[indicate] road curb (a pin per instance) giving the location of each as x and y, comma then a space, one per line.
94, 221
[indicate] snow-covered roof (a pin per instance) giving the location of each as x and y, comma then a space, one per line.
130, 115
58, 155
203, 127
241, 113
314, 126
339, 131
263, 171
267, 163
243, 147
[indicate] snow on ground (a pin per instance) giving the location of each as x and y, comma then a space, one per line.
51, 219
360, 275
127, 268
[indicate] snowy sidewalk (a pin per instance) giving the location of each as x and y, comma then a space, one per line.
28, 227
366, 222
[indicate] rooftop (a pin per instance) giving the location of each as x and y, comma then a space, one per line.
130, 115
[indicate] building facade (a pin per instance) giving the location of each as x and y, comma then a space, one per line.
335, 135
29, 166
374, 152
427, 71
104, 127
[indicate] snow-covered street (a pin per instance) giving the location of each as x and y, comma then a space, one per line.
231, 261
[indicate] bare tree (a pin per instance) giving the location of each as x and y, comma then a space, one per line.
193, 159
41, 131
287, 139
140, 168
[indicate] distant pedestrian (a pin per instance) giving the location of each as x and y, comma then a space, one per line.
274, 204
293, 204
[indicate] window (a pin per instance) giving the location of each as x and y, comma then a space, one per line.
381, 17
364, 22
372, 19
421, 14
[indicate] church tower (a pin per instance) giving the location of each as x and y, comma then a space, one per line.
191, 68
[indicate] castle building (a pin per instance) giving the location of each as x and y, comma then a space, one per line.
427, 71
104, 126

- [EXERCISE PROMPT]:
Write out every entry again exactly, please, with nothing missing.

- [SOLVED EXERCISE]:
[indicate] road curb (a pin per instance) giving the location of each as x and y, comma then a space, one per line.
94, 221
[indicate] snow-covered roof (a pin per instance) giving the location of each as x and y, comma then a space, one per line.
130, 115
58, 155
203, 127
241, 113
314, 126
339, 131
263, 171
267, 163
243, 147
[indicate] snow on ground (a pin per instance) giving the location of each as x and y, comma then a space, one per line.
51, 219
360, 275
127, 268
[indicate] snowy sidewalk (a pin per instance) giving the location of each as x and y, comma then a space, one per line.
28, 227
366, 222
[indicate] rooftop (a pin per instance) giving the location of each as x and y, comma then a space, one per line.
130, 115
[indicate] building facade (a pin per instance) giving the location of each as x and y, comma then a space, one per line.
335, 135
29, 166
374, 152
427, 71
104, 127
[indicate] snow-covered street (a pin per instance) giving the location of each as x and y, comma then a space, one per line.
231, 261
[indicate] bare tree (a pin per instance) giving the location of each as x and y, comma then a space, one per line.
193, 159
41, 131
287, 139
140, 168
[indicate] distant pedestrian (a pin per instance) giving the location of each as x and y, comma then a space, one per line.
274, 204
293, 204
[indicate] window (a pin per instance) giving the location of each as x and y, comma then a space, one per line.
381, 17
364, 22
372, 19
421, 14
[indicate] church tower (a pin per instance) giving the location of each as x and y, comma then a space, one per line.
191, 68
[indicate] castle building (a pin per instance) giving the location of each as x and y, comma then a space, one per line.
427, 71
104, 126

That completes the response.